**Texto fornecido**
---+---
O atentado à soberania do Estado ucraniano reuniu iniciativas de apoio à Ucrânia e repúdio às investidas russas, desde os Estados Unidos à Turquia, com os países que fazem fronteira com a Rússia (ou que estão suficientemente próximos) a recearem pela sua segurança. Para os Estados Bálticos, agora com democracias ocidentais, a ocupação russa não traz boas memórias e a invasão da Ucrânia veio abrir feridas mal saradas. Como apoio à Ucrânia, mas também pela verdade histórica, Lituânia, Letónia e Estónia estão a retirar os memoriais soviéticos dos lugares de destaque que ocupavam.
Ao longo do tempo, muitos dos monumentos soviéticos foram colocados de parte, não tanto pela remoção, mas porque deixaram de ser cuidados e deixaram de ter a importância simbólica que lhes havia sido atribuída. Alguns foram retirados após a dissolução da URSS, em 1991, outros numa nova vaga em 2015 — depois da anexação da Crimeia —, mas foi a invasão da Ucrânia em fevereiro deste ano que motivou os Estados Bálticos a criarem novas leis de proibição da glorificação do totalitarismo e autoritarismo e a traçarem um plano para eliminar do espaço público todos (ou quase todos) os monumentos soviéticos até ao final deste ano (alguns exemplos aqui).
A grande intervenção no Parque da Vitória de Riga na Letónia
Entre os alvos de remoção mais recentes está o gigantesco monumento no Parque da Vitória, em Riga, capital da Letónia, com uma área de intervenção de cerca de três hectares. O complexo, que inclui um obelisco de 80 metros de altura, várias esculturas, caves e um enorme lago artificial com 50 mil litros de capacidade, começou a ser demolido na segunda-feira, dia 22.
A zona está vedada a peões e veículos, os ajuntamentos e manifestações estão proibidos, mas 14 pessoas foram detidas esta quarta-feira por se recusarem a dispersar do local, após ter havido confrontos entre as pessoas presentes. Quem se manifesta contra a demolição do monumento — que não terá outro fim que não a destruição — relembra que o local era usado para celebrar o Dia da Vitória, assinalado a 9 de maio segundo a tradição soviética (mas sobre este dia falaremos mais à frente).
---+---
**Objetivo indicado A**
Indique se cada uma das afirmações seguintes está de acordo com o texto sobre os monumentos soviéticos nos Estados Bálticos, acima, respondendo sim ou não e citando textualmente as palavras decisivas: (i) o obelisco do Parque da Vitória mede 80 metros de altura; (ii) a demolição do complexo em Riga teve início numa quarta-feira; (iii) catorze pessoas foram detidas por se recusarem a abandonar o local.
**Objetivo indicado B**
Prolongue o texto sobre os monumentos soviéticos nos Estados Bálticos a partir do ponto em que termina.

**Conjunto de dados**
---+---
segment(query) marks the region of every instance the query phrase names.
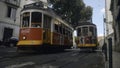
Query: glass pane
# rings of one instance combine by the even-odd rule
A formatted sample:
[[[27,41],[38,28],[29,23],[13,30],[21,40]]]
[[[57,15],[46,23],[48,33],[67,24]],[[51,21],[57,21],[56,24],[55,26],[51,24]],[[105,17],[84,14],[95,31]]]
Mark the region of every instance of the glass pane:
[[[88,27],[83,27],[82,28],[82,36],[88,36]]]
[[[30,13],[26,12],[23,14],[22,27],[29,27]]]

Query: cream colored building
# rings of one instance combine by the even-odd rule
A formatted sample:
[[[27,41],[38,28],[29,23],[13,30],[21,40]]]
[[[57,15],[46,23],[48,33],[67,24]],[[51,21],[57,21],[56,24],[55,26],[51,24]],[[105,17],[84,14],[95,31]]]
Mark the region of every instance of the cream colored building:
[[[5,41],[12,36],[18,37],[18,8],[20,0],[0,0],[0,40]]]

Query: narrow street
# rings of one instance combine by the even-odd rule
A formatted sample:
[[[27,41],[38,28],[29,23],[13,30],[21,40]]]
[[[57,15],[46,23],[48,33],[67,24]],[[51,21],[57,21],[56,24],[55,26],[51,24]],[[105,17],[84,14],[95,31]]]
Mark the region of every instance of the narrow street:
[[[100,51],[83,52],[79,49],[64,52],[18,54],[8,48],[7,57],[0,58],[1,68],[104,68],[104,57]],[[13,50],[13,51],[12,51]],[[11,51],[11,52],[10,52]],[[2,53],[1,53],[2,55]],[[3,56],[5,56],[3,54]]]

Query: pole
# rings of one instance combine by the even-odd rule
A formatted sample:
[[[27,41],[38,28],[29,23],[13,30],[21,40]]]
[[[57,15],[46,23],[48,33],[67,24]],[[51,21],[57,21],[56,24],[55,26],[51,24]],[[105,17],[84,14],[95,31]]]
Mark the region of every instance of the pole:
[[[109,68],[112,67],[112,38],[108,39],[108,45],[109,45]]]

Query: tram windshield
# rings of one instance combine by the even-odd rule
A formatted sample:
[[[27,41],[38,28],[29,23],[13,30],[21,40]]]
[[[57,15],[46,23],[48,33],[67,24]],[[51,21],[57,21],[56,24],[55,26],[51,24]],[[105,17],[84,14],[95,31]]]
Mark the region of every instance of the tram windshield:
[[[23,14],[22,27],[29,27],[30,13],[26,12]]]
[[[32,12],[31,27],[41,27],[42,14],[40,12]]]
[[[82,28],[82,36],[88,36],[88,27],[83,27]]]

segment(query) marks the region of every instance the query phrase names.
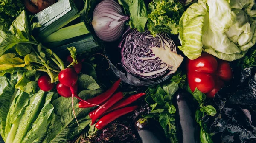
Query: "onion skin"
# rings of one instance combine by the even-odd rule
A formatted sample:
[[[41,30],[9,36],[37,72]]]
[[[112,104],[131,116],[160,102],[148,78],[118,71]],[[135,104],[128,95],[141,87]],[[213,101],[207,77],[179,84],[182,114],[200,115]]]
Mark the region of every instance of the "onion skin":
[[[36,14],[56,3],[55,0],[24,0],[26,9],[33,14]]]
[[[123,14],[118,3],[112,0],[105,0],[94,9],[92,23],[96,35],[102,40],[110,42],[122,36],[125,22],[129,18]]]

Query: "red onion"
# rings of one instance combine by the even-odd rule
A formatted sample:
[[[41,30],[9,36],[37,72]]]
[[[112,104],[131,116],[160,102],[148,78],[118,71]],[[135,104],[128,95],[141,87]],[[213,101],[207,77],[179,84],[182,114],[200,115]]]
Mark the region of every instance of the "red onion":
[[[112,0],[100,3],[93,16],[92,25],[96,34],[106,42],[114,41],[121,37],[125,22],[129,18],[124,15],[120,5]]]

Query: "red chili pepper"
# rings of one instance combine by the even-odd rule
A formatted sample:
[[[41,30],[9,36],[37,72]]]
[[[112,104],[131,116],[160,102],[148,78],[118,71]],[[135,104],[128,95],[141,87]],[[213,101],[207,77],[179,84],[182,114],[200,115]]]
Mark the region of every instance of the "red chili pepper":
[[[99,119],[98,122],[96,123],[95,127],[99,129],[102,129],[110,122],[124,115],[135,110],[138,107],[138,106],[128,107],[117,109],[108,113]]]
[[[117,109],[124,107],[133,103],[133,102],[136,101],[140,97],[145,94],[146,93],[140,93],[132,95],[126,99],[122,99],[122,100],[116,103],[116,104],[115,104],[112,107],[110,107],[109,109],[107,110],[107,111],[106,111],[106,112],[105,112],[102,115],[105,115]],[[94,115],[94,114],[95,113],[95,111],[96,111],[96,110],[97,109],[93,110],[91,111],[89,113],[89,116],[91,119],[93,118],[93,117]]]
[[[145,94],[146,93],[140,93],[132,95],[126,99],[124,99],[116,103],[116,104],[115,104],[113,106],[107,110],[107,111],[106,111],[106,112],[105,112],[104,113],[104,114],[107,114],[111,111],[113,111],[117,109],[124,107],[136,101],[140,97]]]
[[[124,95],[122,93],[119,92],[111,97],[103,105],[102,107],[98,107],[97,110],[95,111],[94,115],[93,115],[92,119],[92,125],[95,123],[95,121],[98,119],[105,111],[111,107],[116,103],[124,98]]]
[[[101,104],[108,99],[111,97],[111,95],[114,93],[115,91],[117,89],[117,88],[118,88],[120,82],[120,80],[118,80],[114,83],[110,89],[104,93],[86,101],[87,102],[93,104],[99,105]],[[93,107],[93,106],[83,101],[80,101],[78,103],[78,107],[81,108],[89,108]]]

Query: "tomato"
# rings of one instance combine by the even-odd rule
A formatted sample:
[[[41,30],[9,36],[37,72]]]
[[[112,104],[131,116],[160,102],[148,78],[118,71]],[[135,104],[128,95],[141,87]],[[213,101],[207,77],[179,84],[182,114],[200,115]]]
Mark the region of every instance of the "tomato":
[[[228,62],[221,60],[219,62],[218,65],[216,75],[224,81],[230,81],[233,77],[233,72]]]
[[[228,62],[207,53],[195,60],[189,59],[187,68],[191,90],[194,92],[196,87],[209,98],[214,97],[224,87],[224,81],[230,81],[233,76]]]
---+---
**Resultado do exercício A**
(i) Sim: "inclui um obelisco de 80 metros de altura".
(ii) Não: "começou a ser demolido na segunda-feira, dia 22".
(iii) Sim: "14 pessoas foram detidas esta quarta-feira por se recusarem a dispersar do local".

**Resultado do exercício B**
Este é apenas um dos cerca de 300 locais ou memoriais que podem ser retirados pelas autoridades locais letãs, indica a Al Jazeera, mas é o maior e o que tem maior simbolismo associado — tanto pela existência, como pela remoção. Outros monumentos, em várias cidades letãs, têm sido retirados — de acordo com uma lei aprovada este ano — ou vandalizados, ambos como forma de oposição à invasão da Ucrânia pela Rússia.
Poucos monumentos terão a carga emocional deste complexo de Riga ou do Soldado de Bronze na Estónia, disse Dmitrijs Andrejevs, investigador na Universidade de Manchester no Reino Unido, ao canal Al Jazeera. E a sua retirada desperta igualmente poderosas emoções contra e a favor. Retirar o Soldado de Bronze de uma praça central para um cemitério militar na periferia de Tallinn (capital da Estónia), em 2007, originou conflitos durante vários dias que levaram à detenção de mais de 800 pessoas, uma vítima mortal e ainda 150 feridos.
As autoridades nos países bálticos dizem ter aprendido com este exemplo, em particular a Estónia, que na semana passada procurou tirar de forma pacífica (e quase secreta) um marco importante da entrada russa no país: o tanque T-34 em Narva, a principal cidade-fronteira a nordeste. Neste caso, ao contrário do monumento de Riga, o tanque foi levado para um museu.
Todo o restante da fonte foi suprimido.